> **Exercise details**
Transcribe the rows below word for word, leaving out the pictures.

> **Extracted material**
____________________

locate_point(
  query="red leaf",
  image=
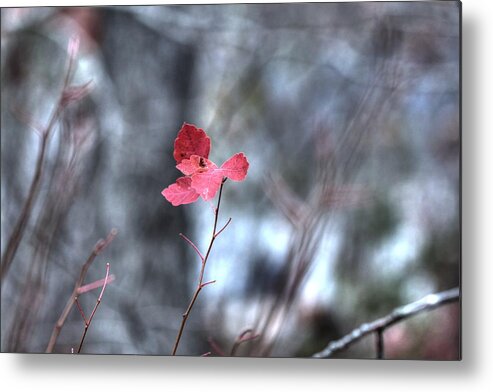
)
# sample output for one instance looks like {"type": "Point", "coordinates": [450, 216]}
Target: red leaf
{"type": "Point", "coordinates": [235, 168]}
{"type": "Point", "coordinates": [180, 192]}
{"type": "Point", "coordinates": [195, 165]}
{"type": "Point", "coordinates": [207, 183]}
{"type": "Point", "coordinates": [191, 141]}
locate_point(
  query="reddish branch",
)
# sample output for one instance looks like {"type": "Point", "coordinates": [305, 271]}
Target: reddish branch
{"type": "Point", "coordinates": [378, 326]}
{"type": "Point", "coordinates": [98, 248]}
{"type": "Point", "coordinates": [87, 322]}
{"type": "Point", "coordinates": [33, 192]}
{"type": "Point", "coordinates": [200, 284]}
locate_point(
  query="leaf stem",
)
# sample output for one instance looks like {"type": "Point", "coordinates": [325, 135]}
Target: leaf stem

____________________

> **Full response**
locate_point(
  query="red leaf",
  image=
)
# sample output for one instance looks like {"type": "Point", "coordinates": [450, 216]}
Target: red leaf
{"type": "Point", "coordinates": [235, 168]}
{"type": "Point", "coordinates": [180, 192]}
{"type": "Point", "coordinates": [195, 165]}
{"type": "Point", "coordinates": [207, 183]}
{"type": "Point", "coordinates": [191, 141]}
locate_point(
  query="reddish branch",
)
# sample output for one instance looks like {"type": "Point", "coordinates": [305, 271]}
Target: reddish branch
{"type": "Point", "coordinates": [378, 326]}
{"type": "Point", "coordinates": [98, 248]}
{"type": "Point", "coordinates": [87, 322]}
{"type": "Point", "coordinates": [33, 192]}
{"type": "Point", "coordinates": [200, 284]}
locate_point(
  query="leaf stem",
)
# sample output for one instance looks like {"type": "Point", "coordinates": [325, 135]}
Target: leaf stem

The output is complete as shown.